» TASKS AND EXERCISES:
**A)** In the account of the bus trip from Paris to Normandy, which animals made up most of the livestock seen on the farmland?
**B)** Extend the account of the bus trip from Paris to Normandy, picking up after its final sentence.

» SELECTED TEXT:
Monday, February 11, 2013


In keeping with the mixed blessing theme of our trip, the bus driver launching us from the beautiful clutches of the Paris city looked like a club wielding Viking, sounded like a grunting caveman, and possessed all the warmth of a dead reptile. After we hauled our luggage the four or five blocks down the narrow, bus-prohibitive streets, he roughly grabbed our bags from us in silent unwelcome and launched them into the storage compartments with complete lack of care. After a short and meaningless narrative from our inimitable guide (it began as information on Normandy, our destination, but ended with something about the English) we all lapsed into a silent, welcomed lull where many slept, some even snoring.

Congested, busy streets where old and new buildings stood like sentinels, one right after the other, on the very edge of the avenues gave way to wider spaces, moderately populated by manufacturing and industrial complexes. The landscape eventually morphed into rolling hills vibrant with every shade and depth of green, some in the symmetrical and somehow visually pleasing lines of farmland dotted with all manner of live stock, mostly cows, sheep and goats. Here and there majestic mansions were perched on the crests of plump hills, designed in a style that assures they hold a secret of this land's rich, historic past.

As we zoom past tall, thin, and stately Cypress trees, the sounds of the kids’ giggles, guffaws and, snorts harmonize with the low dulcet tones of whispering voices engaged in serious discussions. These stealthy conversations hash and rehash the intricate details of the intrigues swirling among them; intrigues worthy of the courtiers of King Louis’ Versailles.

We lunched at MacDonalds, the second time for myself and the small group that accompanied me to Versailles. I wasn’t surprised to find this particular place as crowded as the other; like the devil’s worst enticement, the convenience coupled with the bursting flavor of this fat-filled food is hard to deny. I was surprised and highly impressed to find that even here, at this very suburban location, the young people behind the counter fathomed, if not actually spoke, not only English but other languages as well. Is it that Americans just don’t have the need for other languages or is it merely our arrogance that only our own language matters?
As we pulled into the lot of the Memorial at Normandy, we were advised this was not a place for laughter or raucous behavior. When I stepped into the meticulously manicured grounds, I wondered if the warning was completely necessary. Visitors to this place are naturally hushed by the reverent ambiance of the location, the very beach where the allied forces landed on D-Day and where the souls lost that day slumber in eternal rest.

» DATA SEGMENT:
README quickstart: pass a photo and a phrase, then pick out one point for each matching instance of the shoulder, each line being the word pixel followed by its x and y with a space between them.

» RESPONSES PER TASK:
**A)** Mostly cows, sheep and goats.

**B)**
Within sight of the rows of graves, the chorus, including my son and his distinctive bass voice, paid a musical tribute to the fallen heroes. The voices of the young singers reached out to the thousands of souls resting before them, thanking these men for their sacrifice, one that gave these youngsters the freedom they enjoyed and recognized as a birthright. The area around the minstrels became silent and in the aura the strands of lilting notes created, the people gathered, called forward by the ethereal sound. Foreigners as well as Americans were drawn by the beautiful voices as well as the palpable poignancy of the moment.
When the choir sang the traditional spiritual Elijah Rock and offered the words that asked for the Lord to raise them up, my throat grew tight. I could feel the emotion rising in my chest. I looked out at the row upon row of cream marble crosses ablaze against the deep green of the lush grass and prayed that he had, that God had rewarded these selfless men in his kingdom. When the Hummingbird Trio sang the Star Spangled Banner, the welling feelings could no longer be contained; not only mine but that of many of the adults around me. Tears streamed down luminous faces; tears from the pain of the song’s beauty and the voices singing, tears of deep, heart-wrenching gratitude and tears for the tribute offered to the great men in whose honor this memorial stood.

Although Ms. Y could not see the faces of her audience as she conducted the singers, she could see the performers’ faces and expressions.

“I could see their reactions,” she later told me. “I realized this was different for them than anything else.”

Did these young people, none of whom were born before 1988, none of whom had ever known the true hardships of a devastating war, understand the depth and import of the moment? Or did they merely see, in our tear-streaked faces and trembling lips, the power of the forces they conceived within their audience.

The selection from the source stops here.